[Source records]
———
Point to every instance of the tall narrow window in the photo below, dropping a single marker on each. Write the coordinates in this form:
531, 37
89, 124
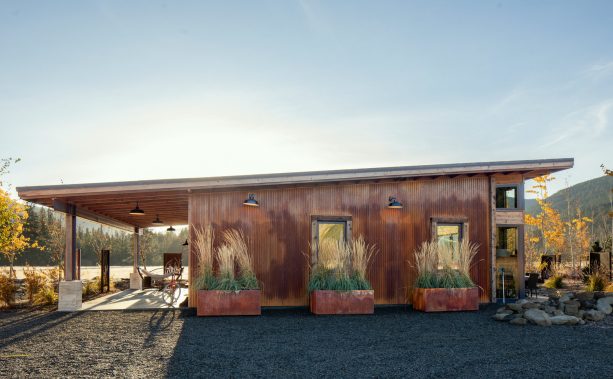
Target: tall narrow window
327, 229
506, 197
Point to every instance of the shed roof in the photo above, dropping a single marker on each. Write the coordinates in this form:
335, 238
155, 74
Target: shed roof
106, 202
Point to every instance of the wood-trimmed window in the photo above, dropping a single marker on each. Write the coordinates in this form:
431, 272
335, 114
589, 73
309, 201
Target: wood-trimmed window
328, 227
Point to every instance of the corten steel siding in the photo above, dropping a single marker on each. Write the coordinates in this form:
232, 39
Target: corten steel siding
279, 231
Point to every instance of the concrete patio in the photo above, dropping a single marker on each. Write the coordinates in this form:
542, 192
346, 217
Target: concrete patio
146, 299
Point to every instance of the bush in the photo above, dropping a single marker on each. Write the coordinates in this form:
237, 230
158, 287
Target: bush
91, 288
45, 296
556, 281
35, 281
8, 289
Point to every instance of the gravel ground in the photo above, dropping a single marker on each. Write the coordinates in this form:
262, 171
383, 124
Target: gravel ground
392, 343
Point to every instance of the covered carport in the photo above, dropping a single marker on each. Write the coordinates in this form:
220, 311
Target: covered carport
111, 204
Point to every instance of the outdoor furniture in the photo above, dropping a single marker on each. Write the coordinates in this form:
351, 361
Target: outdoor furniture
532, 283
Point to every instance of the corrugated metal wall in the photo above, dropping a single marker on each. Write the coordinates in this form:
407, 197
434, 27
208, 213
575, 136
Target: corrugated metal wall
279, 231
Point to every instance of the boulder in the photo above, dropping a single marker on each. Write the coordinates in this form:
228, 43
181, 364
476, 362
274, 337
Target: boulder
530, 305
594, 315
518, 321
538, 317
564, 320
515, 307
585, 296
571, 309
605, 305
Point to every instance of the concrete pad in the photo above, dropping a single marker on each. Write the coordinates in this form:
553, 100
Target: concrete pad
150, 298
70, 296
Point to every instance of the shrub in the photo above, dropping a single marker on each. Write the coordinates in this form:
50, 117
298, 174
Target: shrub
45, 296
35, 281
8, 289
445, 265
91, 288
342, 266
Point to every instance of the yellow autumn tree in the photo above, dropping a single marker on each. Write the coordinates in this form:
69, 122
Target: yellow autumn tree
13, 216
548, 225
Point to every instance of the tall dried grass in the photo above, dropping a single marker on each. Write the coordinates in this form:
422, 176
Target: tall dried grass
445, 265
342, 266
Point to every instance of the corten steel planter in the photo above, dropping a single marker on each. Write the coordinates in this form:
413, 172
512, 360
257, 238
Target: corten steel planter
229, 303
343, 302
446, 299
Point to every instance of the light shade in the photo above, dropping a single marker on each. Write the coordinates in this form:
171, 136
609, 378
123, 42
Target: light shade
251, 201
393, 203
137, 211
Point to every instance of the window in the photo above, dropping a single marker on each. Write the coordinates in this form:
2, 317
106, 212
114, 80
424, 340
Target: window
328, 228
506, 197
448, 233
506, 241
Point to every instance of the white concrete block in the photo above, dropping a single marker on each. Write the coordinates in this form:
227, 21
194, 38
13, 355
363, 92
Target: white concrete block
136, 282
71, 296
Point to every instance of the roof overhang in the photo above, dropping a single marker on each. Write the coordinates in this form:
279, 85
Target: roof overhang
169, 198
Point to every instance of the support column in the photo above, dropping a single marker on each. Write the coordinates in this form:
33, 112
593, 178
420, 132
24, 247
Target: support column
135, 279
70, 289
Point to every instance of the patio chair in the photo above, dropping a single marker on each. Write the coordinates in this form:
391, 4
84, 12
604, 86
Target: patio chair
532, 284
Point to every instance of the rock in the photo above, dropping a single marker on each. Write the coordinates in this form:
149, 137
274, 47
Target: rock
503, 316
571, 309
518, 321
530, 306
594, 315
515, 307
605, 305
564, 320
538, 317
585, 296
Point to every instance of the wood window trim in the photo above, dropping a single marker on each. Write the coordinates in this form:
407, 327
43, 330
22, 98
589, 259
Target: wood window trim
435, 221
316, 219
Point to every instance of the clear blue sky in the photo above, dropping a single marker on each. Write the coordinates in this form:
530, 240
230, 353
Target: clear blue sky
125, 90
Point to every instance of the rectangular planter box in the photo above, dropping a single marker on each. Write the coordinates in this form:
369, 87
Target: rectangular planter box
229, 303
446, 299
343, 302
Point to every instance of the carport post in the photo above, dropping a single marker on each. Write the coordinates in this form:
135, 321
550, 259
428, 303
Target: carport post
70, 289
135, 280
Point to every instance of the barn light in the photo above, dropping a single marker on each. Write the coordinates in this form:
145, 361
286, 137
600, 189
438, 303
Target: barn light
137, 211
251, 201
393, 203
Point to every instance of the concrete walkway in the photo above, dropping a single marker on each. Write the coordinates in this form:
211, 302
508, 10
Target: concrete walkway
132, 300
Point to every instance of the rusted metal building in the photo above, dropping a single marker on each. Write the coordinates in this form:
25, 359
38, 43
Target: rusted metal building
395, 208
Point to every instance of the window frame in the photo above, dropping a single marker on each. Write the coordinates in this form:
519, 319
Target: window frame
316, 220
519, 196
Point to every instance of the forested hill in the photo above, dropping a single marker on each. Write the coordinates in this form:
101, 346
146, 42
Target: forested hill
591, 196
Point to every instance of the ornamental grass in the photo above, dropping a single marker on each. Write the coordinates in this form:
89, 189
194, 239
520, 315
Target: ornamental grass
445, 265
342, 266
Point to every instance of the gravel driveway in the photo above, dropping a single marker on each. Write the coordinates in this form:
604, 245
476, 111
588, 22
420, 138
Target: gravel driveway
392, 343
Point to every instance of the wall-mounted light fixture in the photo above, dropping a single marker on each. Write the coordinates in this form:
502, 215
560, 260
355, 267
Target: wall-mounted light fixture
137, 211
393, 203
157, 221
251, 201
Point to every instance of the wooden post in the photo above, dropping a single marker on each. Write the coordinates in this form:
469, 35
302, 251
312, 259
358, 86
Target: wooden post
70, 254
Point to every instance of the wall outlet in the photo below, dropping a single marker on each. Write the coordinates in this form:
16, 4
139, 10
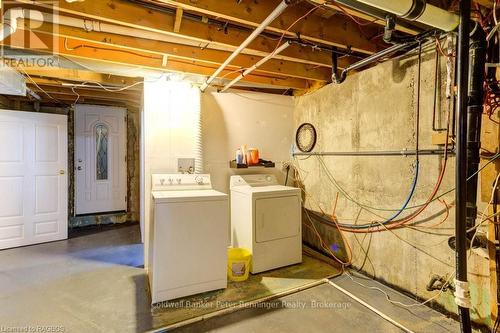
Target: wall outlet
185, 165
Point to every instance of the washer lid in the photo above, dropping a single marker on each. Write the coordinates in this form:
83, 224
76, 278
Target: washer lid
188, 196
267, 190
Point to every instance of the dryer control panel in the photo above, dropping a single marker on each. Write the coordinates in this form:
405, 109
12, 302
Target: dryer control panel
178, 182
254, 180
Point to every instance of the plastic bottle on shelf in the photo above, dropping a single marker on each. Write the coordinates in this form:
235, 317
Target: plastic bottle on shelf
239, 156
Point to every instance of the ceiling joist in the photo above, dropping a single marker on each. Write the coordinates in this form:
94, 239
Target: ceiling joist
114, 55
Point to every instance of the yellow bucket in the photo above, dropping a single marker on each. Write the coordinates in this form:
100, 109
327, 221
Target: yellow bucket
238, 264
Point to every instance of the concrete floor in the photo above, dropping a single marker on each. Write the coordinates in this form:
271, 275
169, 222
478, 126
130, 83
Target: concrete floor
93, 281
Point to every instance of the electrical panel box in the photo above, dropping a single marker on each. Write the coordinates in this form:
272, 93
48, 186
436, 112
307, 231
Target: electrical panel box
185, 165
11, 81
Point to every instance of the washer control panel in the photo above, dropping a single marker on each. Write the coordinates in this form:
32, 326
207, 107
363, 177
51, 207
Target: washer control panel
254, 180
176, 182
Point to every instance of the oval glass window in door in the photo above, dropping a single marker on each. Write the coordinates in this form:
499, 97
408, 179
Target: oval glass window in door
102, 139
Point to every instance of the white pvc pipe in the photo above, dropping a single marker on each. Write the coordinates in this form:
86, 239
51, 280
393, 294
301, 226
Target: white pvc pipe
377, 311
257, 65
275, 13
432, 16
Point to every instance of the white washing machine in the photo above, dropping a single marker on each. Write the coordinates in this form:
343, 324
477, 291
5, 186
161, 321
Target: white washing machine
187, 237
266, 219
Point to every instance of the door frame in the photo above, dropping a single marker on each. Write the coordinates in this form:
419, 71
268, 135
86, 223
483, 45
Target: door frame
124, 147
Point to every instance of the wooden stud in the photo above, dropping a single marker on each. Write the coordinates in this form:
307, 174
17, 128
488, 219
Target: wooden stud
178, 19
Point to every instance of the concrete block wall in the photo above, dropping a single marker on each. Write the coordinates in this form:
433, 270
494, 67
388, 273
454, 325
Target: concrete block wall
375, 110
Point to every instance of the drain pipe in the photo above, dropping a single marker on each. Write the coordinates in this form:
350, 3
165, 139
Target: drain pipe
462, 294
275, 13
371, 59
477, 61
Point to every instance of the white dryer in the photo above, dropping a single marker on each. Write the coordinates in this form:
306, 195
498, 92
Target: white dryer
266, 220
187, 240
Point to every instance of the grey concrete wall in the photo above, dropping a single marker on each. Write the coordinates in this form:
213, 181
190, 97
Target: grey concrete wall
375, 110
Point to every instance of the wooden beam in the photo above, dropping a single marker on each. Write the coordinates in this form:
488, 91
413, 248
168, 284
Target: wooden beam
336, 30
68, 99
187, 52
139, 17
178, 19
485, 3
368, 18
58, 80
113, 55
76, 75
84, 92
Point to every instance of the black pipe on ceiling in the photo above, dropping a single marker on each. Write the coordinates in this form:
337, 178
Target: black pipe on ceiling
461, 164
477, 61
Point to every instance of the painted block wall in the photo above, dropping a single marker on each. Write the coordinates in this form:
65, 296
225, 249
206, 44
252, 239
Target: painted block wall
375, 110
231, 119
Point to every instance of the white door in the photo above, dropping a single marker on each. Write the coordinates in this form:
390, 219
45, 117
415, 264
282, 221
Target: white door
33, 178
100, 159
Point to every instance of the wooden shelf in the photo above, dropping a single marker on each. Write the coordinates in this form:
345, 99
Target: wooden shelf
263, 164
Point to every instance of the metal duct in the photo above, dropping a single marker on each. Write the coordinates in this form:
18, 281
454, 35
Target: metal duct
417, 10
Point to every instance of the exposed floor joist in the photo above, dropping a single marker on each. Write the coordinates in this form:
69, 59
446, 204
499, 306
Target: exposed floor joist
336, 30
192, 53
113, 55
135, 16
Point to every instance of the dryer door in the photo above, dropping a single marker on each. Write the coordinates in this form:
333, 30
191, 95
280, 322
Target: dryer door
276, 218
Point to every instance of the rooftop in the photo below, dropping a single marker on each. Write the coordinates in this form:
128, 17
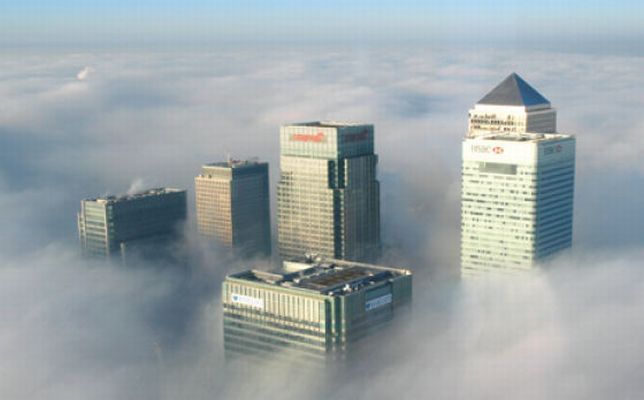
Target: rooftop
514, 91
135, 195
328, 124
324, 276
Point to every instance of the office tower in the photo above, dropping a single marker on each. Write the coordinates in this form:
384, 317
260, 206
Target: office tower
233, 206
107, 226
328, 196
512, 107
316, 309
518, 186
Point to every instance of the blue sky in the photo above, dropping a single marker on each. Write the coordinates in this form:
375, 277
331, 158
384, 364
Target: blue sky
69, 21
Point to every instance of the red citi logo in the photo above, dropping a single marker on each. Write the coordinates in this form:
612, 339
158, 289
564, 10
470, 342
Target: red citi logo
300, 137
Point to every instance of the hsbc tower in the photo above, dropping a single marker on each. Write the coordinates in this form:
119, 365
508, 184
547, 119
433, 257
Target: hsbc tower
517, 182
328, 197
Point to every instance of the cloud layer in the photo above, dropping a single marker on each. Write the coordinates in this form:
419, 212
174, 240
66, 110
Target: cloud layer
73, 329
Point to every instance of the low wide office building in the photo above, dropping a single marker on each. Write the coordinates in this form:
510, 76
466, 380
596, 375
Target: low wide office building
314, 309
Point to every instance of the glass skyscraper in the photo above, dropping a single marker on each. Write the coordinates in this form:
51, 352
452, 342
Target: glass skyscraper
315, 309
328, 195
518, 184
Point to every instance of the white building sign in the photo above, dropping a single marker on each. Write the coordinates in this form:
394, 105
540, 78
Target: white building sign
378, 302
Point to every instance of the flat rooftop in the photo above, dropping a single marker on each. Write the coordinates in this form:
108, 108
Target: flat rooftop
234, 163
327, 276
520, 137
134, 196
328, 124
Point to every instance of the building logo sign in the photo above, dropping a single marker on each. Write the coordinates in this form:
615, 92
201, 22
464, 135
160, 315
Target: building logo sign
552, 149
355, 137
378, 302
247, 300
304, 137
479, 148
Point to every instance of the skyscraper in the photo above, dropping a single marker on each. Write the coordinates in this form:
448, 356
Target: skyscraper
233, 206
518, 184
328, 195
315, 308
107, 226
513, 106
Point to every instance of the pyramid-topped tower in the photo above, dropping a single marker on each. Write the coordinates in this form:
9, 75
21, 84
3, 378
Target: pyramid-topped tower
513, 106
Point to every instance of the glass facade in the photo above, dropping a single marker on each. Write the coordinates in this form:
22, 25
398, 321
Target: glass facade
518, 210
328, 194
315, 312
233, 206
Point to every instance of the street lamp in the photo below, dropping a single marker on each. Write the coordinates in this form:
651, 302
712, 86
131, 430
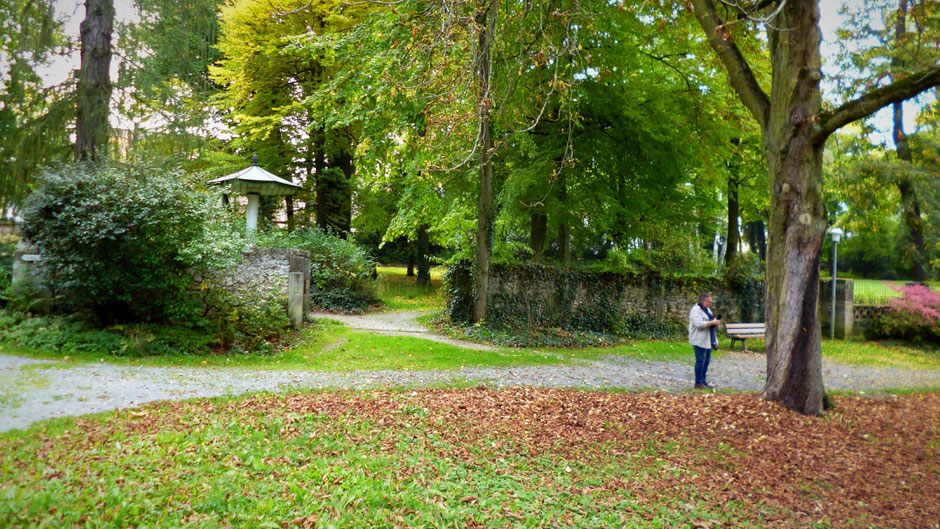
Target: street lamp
———
## THE TASK
Please repeat everything from "Point to every instance of the street" down to the end of the items with "street lamp" swapped for "lamppost" and nothing else altered, leaving out the pictures.

## ANSWER TO THIS PROBLEM
Point to every instance of the lamppost in the photo below, dropping a single marker on each. Write the coordinates in this form:
651, 302
712, 86
131, 430
Target: lamppost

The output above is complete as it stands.